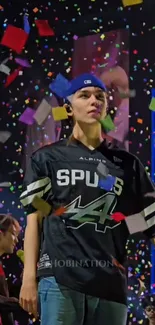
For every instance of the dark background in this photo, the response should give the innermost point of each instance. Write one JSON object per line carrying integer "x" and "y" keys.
{"x": 68, "y": 19}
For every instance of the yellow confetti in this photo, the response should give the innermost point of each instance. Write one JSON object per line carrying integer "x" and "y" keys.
{"x": 152, "y": 104}
{"x": 131, "y": 2}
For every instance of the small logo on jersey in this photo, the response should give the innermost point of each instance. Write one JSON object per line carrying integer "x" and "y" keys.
{"x": 92, "y": 159}
{"x": 87, "y": 82}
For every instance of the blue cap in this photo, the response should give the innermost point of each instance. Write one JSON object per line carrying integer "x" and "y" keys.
{"x": 83, "y": 81}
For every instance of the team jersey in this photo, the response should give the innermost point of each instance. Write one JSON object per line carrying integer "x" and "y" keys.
{"x": 84, "y": 248}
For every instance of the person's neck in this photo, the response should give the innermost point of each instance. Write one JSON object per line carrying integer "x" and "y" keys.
{"x": 1, "y": 252}
{"x": 90, "y": 136}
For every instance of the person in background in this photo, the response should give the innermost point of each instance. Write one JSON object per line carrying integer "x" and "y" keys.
{"x": 9, "y": 230}
{"x": 149, "y": 308}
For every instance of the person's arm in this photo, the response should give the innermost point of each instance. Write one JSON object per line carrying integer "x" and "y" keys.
{"x": 36, "y": 183}
{"x": 31, "y": 240}
{"x": 144, "y": 186}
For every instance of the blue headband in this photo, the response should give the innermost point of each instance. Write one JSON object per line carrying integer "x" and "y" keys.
{"x": 83, "y": 81}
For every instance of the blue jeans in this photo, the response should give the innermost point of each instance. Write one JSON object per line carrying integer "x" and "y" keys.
{"x": 60, "y": 305}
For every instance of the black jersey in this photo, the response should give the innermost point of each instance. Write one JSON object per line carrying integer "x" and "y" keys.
{"x": 84, "y": 248}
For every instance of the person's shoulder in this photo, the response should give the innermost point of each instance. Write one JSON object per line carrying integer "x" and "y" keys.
{"x": 125, "y": 154}
{"x": 49, "y": 151}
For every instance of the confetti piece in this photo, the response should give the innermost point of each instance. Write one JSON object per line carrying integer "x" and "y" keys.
{"x": 130, "y": 94}
{"x": 117, "y": 264}
{"x": 59, "y": 211}
{"x": 20, "y": 254}
{"x": 136, "y": 223}
{"x": 26, "y": 24}
{"x": 152, "y": 194}
{"x": 12, "y": 77}
{"x": 23, "y": 63}
{"x": 140, "y": 121}
{"x": 118, "y": 216}
{"x": 4, "y": 136}
{"x": 43, "y": 28}
{"x": 152, "y": 104}
{"x": 107, "y": 183}
{"x": 41, "y": 205}
{"x": 82, "y": 220}
{"x": 107, "y": 124}
{"x": 60, "y": 85}
{"x": 153, "y": 92}
{"x": 1, "y": 271}
{"x": 27, "y": 116}
{"x": 43, "y": 110}
{"x": 14, "y": 38}
{"x": 59, "y": 113}
{"x": 4, "y": 69}
{"x": 5, "y": 184}
{"x": 127, "y": 3}
{"x": 102, "y": 170}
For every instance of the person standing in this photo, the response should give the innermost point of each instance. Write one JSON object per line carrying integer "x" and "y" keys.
{"x": 80, "y": 270}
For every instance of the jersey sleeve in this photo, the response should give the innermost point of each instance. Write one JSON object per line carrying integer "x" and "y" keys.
{"x": 36, "y": 183}
{"x": 147, "y": 204}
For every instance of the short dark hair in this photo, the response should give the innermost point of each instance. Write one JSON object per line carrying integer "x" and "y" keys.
{"x": 148, "y": 301}
{"x": 6, "y": 221}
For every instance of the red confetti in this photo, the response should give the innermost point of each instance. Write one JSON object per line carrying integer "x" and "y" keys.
{"x": 12, "y": 77}
{"x": 14, "y": 38}
{"x": 118, "y": 216}
{"x": 43, "y": 28}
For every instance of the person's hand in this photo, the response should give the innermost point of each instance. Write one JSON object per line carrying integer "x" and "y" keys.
{"x": 29, "y": 297}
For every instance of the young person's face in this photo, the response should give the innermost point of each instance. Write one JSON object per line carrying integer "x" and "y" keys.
{"x": 88, "y": 105}
{"x": 8, "y": 240}
{"x": 150, "y": 312}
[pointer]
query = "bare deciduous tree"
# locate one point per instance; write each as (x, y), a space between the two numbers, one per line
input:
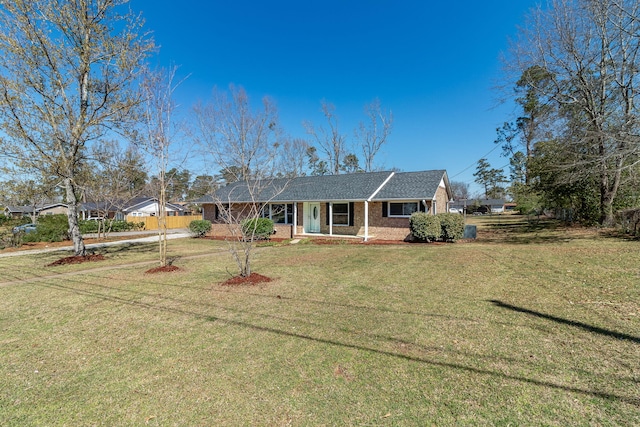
(373, 134)
(330, 141)
(160, 134)
(242, 143)
(237, 139)
(65, 78)
(590, 54)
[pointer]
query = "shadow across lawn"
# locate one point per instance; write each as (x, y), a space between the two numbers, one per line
(584, 326)
(519, 231)
(191, 312)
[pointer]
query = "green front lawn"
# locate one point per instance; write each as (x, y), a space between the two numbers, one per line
(529, 325)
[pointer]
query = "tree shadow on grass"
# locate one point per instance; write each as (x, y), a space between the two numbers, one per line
(633, 400)
(523, 232)
(584, 326)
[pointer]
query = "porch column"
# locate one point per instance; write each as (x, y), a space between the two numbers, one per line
(330, 218)
(366, 220)
(295, 220)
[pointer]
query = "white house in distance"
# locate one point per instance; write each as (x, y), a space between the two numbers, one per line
(149, 206)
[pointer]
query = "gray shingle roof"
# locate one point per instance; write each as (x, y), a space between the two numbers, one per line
(411, 185)
(348, 187)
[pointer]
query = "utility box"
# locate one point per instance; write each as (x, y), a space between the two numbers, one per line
(469, 232)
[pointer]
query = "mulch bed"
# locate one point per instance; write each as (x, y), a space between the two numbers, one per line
(165, 269)
(77, 259)
(252, 280)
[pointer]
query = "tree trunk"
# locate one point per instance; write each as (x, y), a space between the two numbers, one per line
(72, 216)
(162, 221)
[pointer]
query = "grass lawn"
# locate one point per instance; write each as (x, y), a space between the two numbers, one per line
(531, 324)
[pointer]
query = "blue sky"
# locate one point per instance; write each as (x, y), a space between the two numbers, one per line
(435, 65)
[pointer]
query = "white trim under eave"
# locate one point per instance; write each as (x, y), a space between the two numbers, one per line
(381, 186)
(366, 206)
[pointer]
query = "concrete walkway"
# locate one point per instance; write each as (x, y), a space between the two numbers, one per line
(153, 237)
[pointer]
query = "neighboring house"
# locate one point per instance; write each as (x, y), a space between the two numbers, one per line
(31, 211)
(100, 210)
(480, 205)
(149, 206)
(367, 205)
(20, 211)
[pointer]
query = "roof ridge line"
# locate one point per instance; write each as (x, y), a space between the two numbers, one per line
(380, 188)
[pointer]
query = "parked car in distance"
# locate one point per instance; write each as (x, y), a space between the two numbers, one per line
(24, 228)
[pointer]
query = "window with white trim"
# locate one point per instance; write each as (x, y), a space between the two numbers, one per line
(402, 209)
(340, 214)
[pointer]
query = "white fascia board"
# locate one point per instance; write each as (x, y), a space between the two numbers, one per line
(381, 186)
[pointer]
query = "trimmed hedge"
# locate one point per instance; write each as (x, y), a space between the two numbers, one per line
(452, 226)
(446, 227)
(425, 227)
(199, 227)
(257, 229)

**WHAT YOU SHOULD DO**:
Retype the whole listing above exactly as written. Skip the pictures.

**RESPONSE TO THE TASK**:
For every instance of the dark background in this photo, the response should give the innermost point of each instance. Write one JSON object per line carrying integer "x" and "y" keys.
{"x": 68, "y": 19}
For every instance of the yellow confetti in this photo, the response should give the innermost point of each instance. Write one JSON object per line carrying integer "x" and "y" keys.
{"x": 152, "y": 104}
{"x": 131, "y": 2}
For every instance of the small logo on jersey in this photo, the response should give the innermost point of each instance. Write one JSON object per line carrying integer "x" and "y" keys.
{"x": 92, "y": 159}
{"x": 87, "y": 82}
For every instance of the blue cap in this photo, the response should give the innermost point of each instance. Write one JSON object per line carrying integer "x" and "y" keys.
{"x": 83, "y": 81}
For every instance of the team jersey in this photo, the response should give the innermost point of each instance. Write one JSON object per line carrying integer "x" and "y" keys.
{"x": 84, "y": 248}
For every instance of the person's neck in this photo, the response should give the innermost point of each instance. Write one JSON object per line carrying integer "x" and "y" keys.
{"x": 1, "y": 252}
{"x": 90, "y": 136}
For every instance of the person in background in this photo, the response should give the innermost point of each instance. Write one JSON object per line carrying integer "x" and "y" keys.
{"x": 9, "y": 230}
{"x": 149, "y": 308}
For every instance of the person's arm in this photo, the response should give the innermost point of each instance. Write one JSON object per line carrying integer "x" and "y" keys.
{"x": 36, "y": 183}
{"x": 31, "y": 240}
{"x": 144, "y": 186}
For every instance of the blue headband in this photo, the response should give the innermost point of each instance. Write one JSON object per line carrying integer "x" and "y" keys.
{"x": 83, "y": 81}
For every instance of the blue jeans in this photo, the response should give the innermost point of each instance. Write one JSON object per line carrying integer "x" and "y" keys.
{"x": 60, "y": 305}
For every instance of the black jersey in this photo, the response should give the innermost point of each instance. Write one JSON object per line carrying integer "x" and "y" keys.
{"x": 84, "y": 248}
For every instance of the person's shoulder in this photo, the response should give the innermost point of each instance. Write one JSON object per line carrying integer "x" and "y" keys.
{"x": 125, "y": 154}
{"x": 49, "y": 151}
For every instance of the confetti piece in this photo, the response should give the innermost point of each instance. Write one JSON object per line carrying integer "x" and "y" keys.
{"x": 130, "y": 94}
{"x": 117, "y": 264}
{"x": 59, "y": 211}
{"x": 20, "y": 254}
{"x": 136, "y": 223}
{"x": 26, "y": 24}
{"x": 152, "y": 194}
{"x": 12, "y": 77}
{"x": 23, "y": 63}
{"x": 140, "y": 121}
{"x": 118, "y": 216}
{"x": 4, "y": 136}
{"x": 43, "y": 28}
{"x": 152, "y": 104}
{"x": 107, "y": 183}
{"x": 41, "y": 205}
{"x": 82, "y": 220}
{"x": 107, "y": 124}
{"x": 60, "y": 85}
{"x": 153, "y": 92}
{"x": 1, "y": 271}
{"x": 27, "y": 116}
{"x": 43, "y": 110}
{"x": 14, "y": 38}
{"x": 59, "y": 113}
{"x": 4, "y": 69}
{"x": 5, "y": 184}
{"x": 127, "y": 3}
{"x": 102, "y": 170}
For every instance of the person standing in this photo, the response should give the innermost point of each instance. Write one JSON object per line carrying integer "x" and "y" keys.
{"x": 80, "y": 270}
For every instance of the jersey sleeve in this photo, the response should give the innermost point of each instance. Write one JSON object per line carrying integer "x" and "y" keys.
{"x": 36, "y": 183}
{"x": 147, "y": 204}
For every instance of the short dark hair in this photo, the response should give the innermost point of each instance. Write one JSON object per line carrying integer "x" and "y" keys.
{"x": 148, "y": 301}
{"x": 6, "y": 221}
For every instance of the red confetti in this photo, the response should give the innermost point of each instance. Write one JSON object per line carrying integer "x" and "y" keys.
{"x": 12, "y": 77}
{"x": 14, "y": 38}
{"x": 118, "y": 216}
{"x": 43, "y": 28}
For every instance of the person's hand in this photo, the response should give the innermost point of each instance. Write one JSON object per line carrying integer "x" and "y" keys.
{"x": 29, "y": 297}
For every instance of the young person's face in this photo, the response should give the innermost point of each instance. Write one JSON object per line carrying integer "x" and "y" keys.
{"x": 88, "y": 105}
{"x": 8, "y": 240}
{"x": 150, "y": 312}
[pointer]
query = "bare deciduous tree"
# locate one point per instance; write each as (x, y), a space between the two numbers, one per line
input:
(373, 134)
(330, 141)
(160, 134)
(242, 143)
(237, 139)
(65, 78)
(590, 54)
[pointer]
query = "shadow across lawn"
# locate one point per instance; write each as (x, y), a space between the two numbers, one per line
(584, 326)
(519, 231)
(191, 312)
[pointer]
query = "green front lawn"
# locate one point per instance; write each as (x, y), a space between the two numbers, one per line
(529, 325)
[pointer]
query = "tree shadow on grass"
# locate one point per instance; write each as (x, y), a space between the two numbers, one per line
(633, 400)
(523, 232)
(584, 326)
[pointer]
query = "porch column"
# locate one point per instance; write each as (x, y), a space between the two numbers, one per line
(330, 218)
(366, 220)
(295, 220)
[pointer]
query = "white house in distance"
# locate one point per instance; write each as (x, y), a space between the two numbers, one per line
(149, 206)
[pointer]
query = "gray shingle roof"
# locate one point per instance; write each as (x, y), a space between the two numbers, one per line
(411, 185)
(348, 187)
[pointer]
query = "utility box"
# locate one point per instance; write each as (x, y), a space between the two numbers, one per line
(469, 232)
[pointer]
query = "mulch bed"
# locate one point per instance; write each as (x, y), a space between the two numbers, one per line
(165, 269)
(77, 259)
(252, 280)
[pointer]
query = "tree trunk"
# locate one point per instance; write each as (x, y), a space between the two numbers, one per line
(72, 216)
(162, 221)
[pointer]
query = "grass lawn"
# locate one point per instance; write each as (x, y), a space between the two numbers, one per line
(531, 324)
[pointer]
query = "blue sky"
# locate one point per instance; write each as (x, y), a space between the two numbers, one per line
(435, 65)
[pointer]
query = "white trim under eave"
# locate one point per instance; write each as (x, y), a space between the two numbers, one per line
(381, 186)
(366, 206)
[pointer]
query = "concrete walkway"
# locate one point per instance; write each as (x, y), a space between the two numbers, one per line
(153, 237)
[pointer]
query = "neighboring house"
# locate one point per instance; write each as (x, y), a space between the two numbers, one per line
(31, 211)
(100, 210)
(480, 205)
(149, 206)
(367, 205)
(20, 211)
[pointer]
query = "roof ridge line"
# locate one point per instance; write each as (x, y), a space between the two numbers, one per line
(380, 188)
[pointer]
query = "parked car in distance"
# locate one point per instance; write each as (x, y), a space between the two numbers, one per line
(24, 228)
[pointer]
query = "window with white trim"
# locate one point per instance; write each as (x, y), a space between the two numbers, one per line
(402, 209)
(340, 214)
[pointer]
query = "white fascia board"
# locate one point per instance; write each as (x, y), a space between the two numbers, one per line
(381, 186)
[pointer]
query = "trimmed hedge"
# locate one point per instance; write each as (x, y), a space between the two numbers, one per line
(452, 226)
(446, 227)
(425, 227)
(199, 227)
(257, 229)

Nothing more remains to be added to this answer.